• **Source records**:

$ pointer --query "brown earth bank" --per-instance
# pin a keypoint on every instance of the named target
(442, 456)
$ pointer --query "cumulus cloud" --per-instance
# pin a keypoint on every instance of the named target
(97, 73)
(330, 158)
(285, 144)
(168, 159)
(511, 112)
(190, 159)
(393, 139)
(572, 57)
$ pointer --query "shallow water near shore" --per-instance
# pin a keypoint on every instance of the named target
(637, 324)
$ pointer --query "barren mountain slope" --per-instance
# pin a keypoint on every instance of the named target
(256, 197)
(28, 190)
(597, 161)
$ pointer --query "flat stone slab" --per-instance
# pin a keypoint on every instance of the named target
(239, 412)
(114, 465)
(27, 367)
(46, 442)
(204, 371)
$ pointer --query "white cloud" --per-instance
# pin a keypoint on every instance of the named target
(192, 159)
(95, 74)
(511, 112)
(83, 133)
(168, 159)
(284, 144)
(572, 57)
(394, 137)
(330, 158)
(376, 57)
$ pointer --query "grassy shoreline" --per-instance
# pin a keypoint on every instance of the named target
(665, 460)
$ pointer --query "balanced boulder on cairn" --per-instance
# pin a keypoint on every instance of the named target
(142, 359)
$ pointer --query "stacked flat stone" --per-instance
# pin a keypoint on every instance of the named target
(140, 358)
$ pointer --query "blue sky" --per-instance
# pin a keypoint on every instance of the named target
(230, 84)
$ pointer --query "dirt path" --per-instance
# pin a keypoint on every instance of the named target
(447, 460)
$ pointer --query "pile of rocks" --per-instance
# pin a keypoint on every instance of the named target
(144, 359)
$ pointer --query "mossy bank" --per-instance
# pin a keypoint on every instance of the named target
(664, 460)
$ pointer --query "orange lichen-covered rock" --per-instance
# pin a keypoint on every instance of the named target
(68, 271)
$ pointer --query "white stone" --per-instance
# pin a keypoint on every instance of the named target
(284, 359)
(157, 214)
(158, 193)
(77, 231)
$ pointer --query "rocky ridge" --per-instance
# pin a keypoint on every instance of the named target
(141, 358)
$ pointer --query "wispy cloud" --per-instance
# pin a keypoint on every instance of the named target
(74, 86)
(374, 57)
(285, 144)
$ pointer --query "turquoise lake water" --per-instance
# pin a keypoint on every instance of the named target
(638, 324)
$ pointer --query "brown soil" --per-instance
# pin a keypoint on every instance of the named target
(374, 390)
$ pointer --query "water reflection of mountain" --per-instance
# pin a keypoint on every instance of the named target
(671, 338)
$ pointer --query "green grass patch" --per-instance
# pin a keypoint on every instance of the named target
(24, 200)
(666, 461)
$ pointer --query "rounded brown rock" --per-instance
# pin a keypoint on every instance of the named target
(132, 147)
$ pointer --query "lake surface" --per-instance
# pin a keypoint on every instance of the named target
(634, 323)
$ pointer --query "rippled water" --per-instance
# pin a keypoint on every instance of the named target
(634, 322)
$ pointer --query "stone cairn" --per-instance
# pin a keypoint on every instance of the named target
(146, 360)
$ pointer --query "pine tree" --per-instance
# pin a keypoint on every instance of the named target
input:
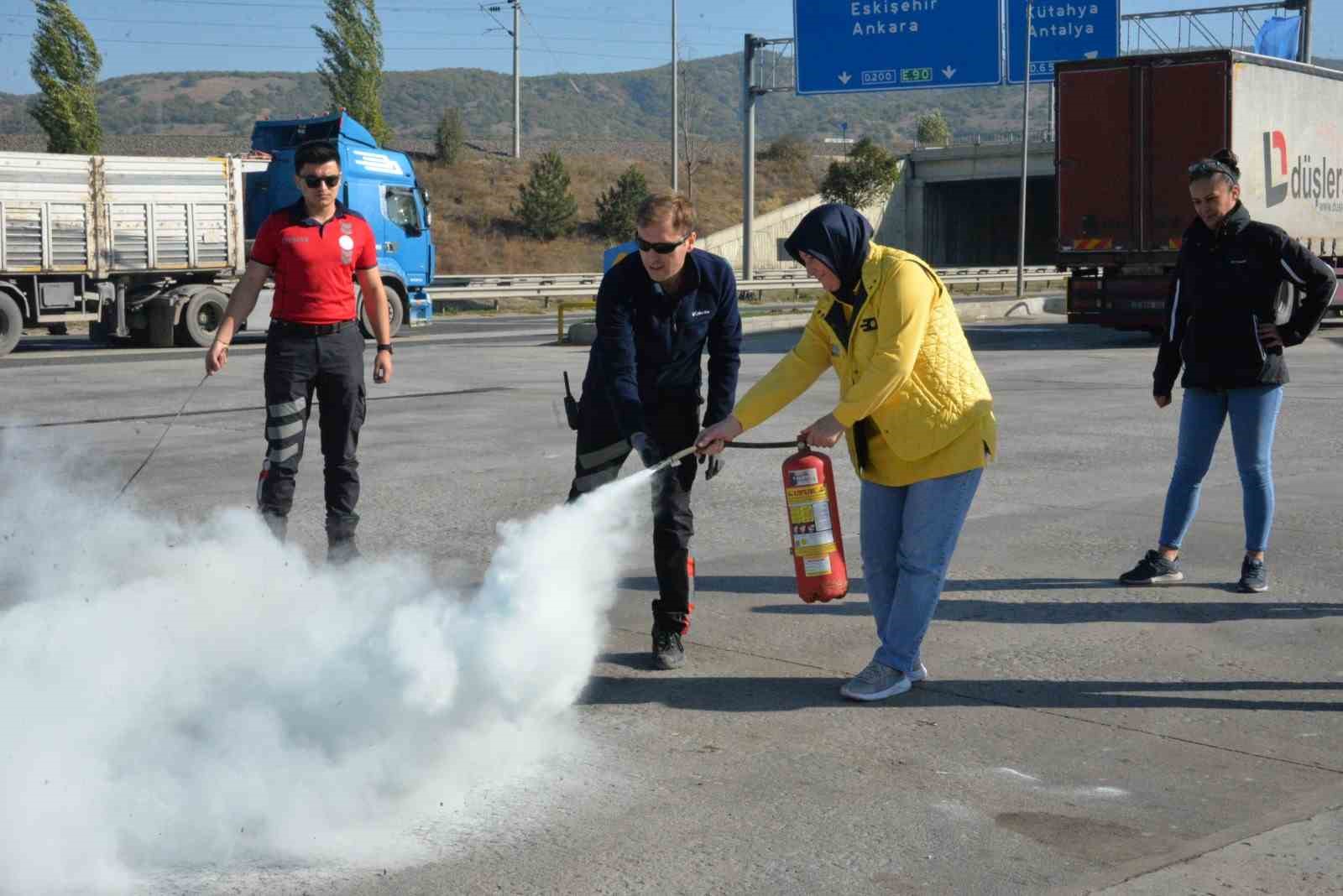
(546, 207)
(450, 137)
(617, 206)
(353, 70)
(65, 65)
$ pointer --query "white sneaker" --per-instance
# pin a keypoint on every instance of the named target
(879, 681)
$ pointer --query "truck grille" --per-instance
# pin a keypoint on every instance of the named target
(22, 237)
(212, 235)
(69, 227)
(129, 237)
(172, 247)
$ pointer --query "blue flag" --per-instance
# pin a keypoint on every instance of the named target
(1280, 36)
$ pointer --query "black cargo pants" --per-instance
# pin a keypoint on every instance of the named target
(300, 361)
(601, 454)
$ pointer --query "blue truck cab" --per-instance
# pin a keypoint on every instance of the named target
(378, 183)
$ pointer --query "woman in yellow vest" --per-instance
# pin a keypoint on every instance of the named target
(913, 408)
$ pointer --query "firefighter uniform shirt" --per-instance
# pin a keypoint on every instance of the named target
(313, 264)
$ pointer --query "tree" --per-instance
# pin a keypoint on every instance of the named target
(933, 129)
(353, 70)
(617, 206)
(692, 143)
(65, 65)
(792, 149)
(450, 136)
(865, 177)
(546, 207)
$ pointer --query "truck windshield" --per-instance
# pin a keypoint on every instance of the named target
(400, 208)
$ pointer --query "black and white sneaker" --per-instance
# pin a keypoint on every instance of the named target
(1253, 577)
(1154, 569)
(668, 651)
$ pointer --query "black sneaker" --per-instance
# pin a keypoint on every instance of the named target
(1154, 569)
(1253, 577)
(342, 550)
(668, 652)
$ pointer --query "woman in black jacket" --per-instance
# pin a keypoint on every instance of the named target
(1222, 329)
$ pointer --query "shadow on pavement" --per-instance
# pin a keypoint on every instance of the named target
(786, 585)
(720, 694)
(1080, 612)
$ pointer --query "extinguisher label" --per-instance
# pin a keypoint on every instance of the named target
(806, 477)
(813, 544)
(817, 566)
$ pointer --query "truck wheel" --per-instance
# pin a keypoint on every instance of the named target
(11, 324)
(201, 317)
(395, 310)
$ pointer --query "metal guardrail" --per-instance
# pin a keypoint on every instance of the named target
(559, 286)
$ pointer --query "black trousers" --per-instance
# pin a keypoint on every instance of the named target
(601, 454)
(332, 367)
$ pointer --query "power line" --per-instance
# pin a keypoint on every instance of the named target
(539, 36)
(238, 24)
(288, 46)
(624, 23)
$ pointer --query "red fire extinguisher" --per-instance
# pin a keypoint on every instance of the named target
(809, 488)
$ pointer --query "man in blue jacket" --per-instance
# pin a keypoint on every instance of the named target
(656, 314)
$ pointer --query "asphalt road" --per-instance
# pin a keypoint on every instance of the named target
(1074, 735)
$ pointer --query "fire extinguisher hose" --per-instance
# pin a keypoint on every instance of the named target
(688, 450)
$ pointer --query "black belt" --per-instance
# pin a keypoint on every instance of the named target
(309, 329)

• **Your instructions**: Transcribe the records verbatim and omit the images.

• **Task response**:
$ pointer --query "brown earth bank" --per-instance
# pin a keypoint on every instance of the named target
(442, 456)
$ pointer --query "cumulus cloud" --per-instance
# pin a keypoint on every instance of the named target
(97, 73)
(330, 158)
(285, 144)
(168, 159)
(511, 112)
(190, 159)
(393, 139)
(572, 57)
$ pointer --query "shallow water near shore" --per-instance
# pin a keypoint on every instance of the named target
(637, 324)
$ pointer --query "barren mountain slope" --per-instance
# pin a keypoint on every instance of the named target
(256, 197)
(28, 190)
(597, 161)
$ pointer --query "flat stone slab" --per-instance
# pin a keypoint on every instance of the named target
(239, 412)
(114, 465)
(27, 367)
(46, 442)
(204, 371)
$ pointer --query "white cloud" --per-instance
# pin a keypoint on every instance of the named target
(192, 159)
(95, 74)
(511, 112)
(83, 133)
(168, 159)
(284, 144)
(572, 57)
(394, 137)
(330, 158)
(376, 57)
$ pointer --query "grassy shoreline" --per-instance
# pin a keypoint on every instance of the named target
(665, 460)
$ pointer --query "balanced boulder on cairn" --per-instance
# pin a keypoint on every instance of the named target
(142, 359)
$ pointer --query "stacked flat stone" --per-instance
# pin a keypoint on every instance of the named target
(140, 358)
$ pointer --query "blue sky" --per-instance
# pin a keypoint on every instance of the named target
(230, 84)
$ pointer --query "dirt path" --per-instance
# pin a keypoint on every instance of the named target
(447, 460)
$ pointer --query "pile of rocks" --per-instance
# pin a keypoint on every instance of the named target
(144, 359)
$ pointer --query "mossy bank" --per-instance
# pin a keypoint on every instance of the named target
(664, 460)
$ pointer --query "orange lichen-covered rock" --per-instance
# pin a keypoint on every instance of the named target
(68, 271)
$ pointer --query "white stone" --per-instance
# pin a keypoint on every instance of the named target
(284, 359)
(157, 214)
(158, 193)
(77, 231)
$ pointer --query "rocky ridge" --per-instance
# pin a keypoint on every instance of the named target
(141, 358)
$ pointer --query "wispy cloud" --per-instance
# pin a keypoint on every instance of the named target
(74, 86)
(374, 57)
(285, 144)
$ pointer --query "turquoise lake water" --per-instance
# pin a keypoint on every instance of the named target
(638, 324)
$ pointer --query "brown soil" --per-instance
# pin a keypoint on every instance of the named target
(374, 390)
$ pointer --query "water reflection of mountain" --per-instance
# pin a keypoint on every instance of the named target
(671, 338)
$ pointer --query "green grass patch" --per-instance
# pin a keypoint on every instance of the named target
(24, 200)
(666, 461)
$ pointer --query "rounded brown rock" --per-instance
# pin a keypoint on every instance of the named target
(132, 147)
$ pointer --query "lake surface" --per-instance
# pin a keypoint on every instance of the named target
(634, 323)
$ pointer --query "rippled water" --per-instance
# pin a keypoint on every instance of the named target
(634, 322)
$ pointer --query "stone cairn" --per-instance
# pin a keypoint on every instance of the named target
(146, 360)
$ pointer --query "pine tree" --per-instance
# pin a keypoint on every instance of the named target
input:
(546, 207)
(450, 137)
(617, 206)
(353, 70)
(65, 65)
$ pointer --query "white sneaker" --per-instance
# pin a keypoint on every instance of the named target
(879, 681)
$ pointer --query "truck grille" --per-instance
# pin a keypoint on every instance of the named target
(22, 237)
(212, 235)
(69, 227)
(129, 237)
(172, 247)
$ pointer --query "blue flag" --per-instance
# pin a keypoint on every instance of the named target
(1280, 36)
$ pointer --query "black cargo pants" --per-instance
# pin a keypoint on every instance of the named target
(300, 361)
(601, 454)
$ pointer --query "blue truck cab" --per-instance
# pin a keypoint on every instance of the named target
(378, 183)
$ pointer --query "woman in yellow vest" --per-instance
# pin a keypoint on every instance of the named target
(913, 408)
$ pointer --query "firefighter uniform shirt" --per-instance
# pin a keypoint on every instance of the named target
(313, 264)
$ pointer --query "tree" --per-instance
# pin a keypoint on every instance of the named target
(933, 129)
(353, 70)
(617, 206)
(692, 143)
(65, 65)
(792, 149)
(450, 136)
(865, 177)
(546, 207)
$ pointer --query "truck windshield" --per-instance
# pin a keypoint on every instance of the named target
(400, 208)
$ pointer --query "black and white sneaker" --per-instance
# pin a keypoint on every instance of the named target
(1253, 577)
(1154, 569)
(668, 651)
$ pointer --query "black sneaker" --per-instance
# pin a keypoint on every instance of the named target
(1154, 569)
(1253, 577)
(342, 550)
(668, 652)
$ pointer --query "woman in black jacket" --per-instance
# pin a keypoint on every instance of the named target
(1222, 329)
$ pointer --query "shadow on pavement" --per-instance
# pin a keypoint on every instance of the named target
(786, 585)
(720, 694)
(1080, 612)
$ pointer --query "extinguisher label" --per-instance
# pin a keypoint on every instance of the named target
(806, 477)
(813, 544)
(817, 566)
$ pointer --query "truck wheel" --per-instance
# pin a keypoint on every instance of the named target
(11, 324)
(201, 317)
(395, 310)
$ pointer --query "metal guardrail" --per-instance
# pin a keypoint on every instance of the named target
(559, 286)
$ pointer --query "black trousers" --per-instance
# pin a keypoint on every instance of the named target
(601, 454)
(332, 367)
$ pointer --query "power line" --per-instance
# pin a keypoint on every instance of the named target
(539, 36)
(238, 24)
(288, 46)
(624, 23)
$ pointer --query "red fire extinguisher" --per-instance
# pin a keypoint on every instance of the named target
(809, 488)
$ pointer --query "man in blue jacket" --per-instance
# pin a keypoint on every instance of the named target
(656, 314)
$ pointer --query "asphalt road" --per-instance
# pin a keypoint on every instance of the named target
(1074, 735)
$ pointer --query "fire extinguisher hose" --per-instance
# pin a keypoint on every instance of the named target
(688, 450)
$ pointer --query "black belt" --per-instance
# pin a keypoint on every instance of the named target
(309, 329)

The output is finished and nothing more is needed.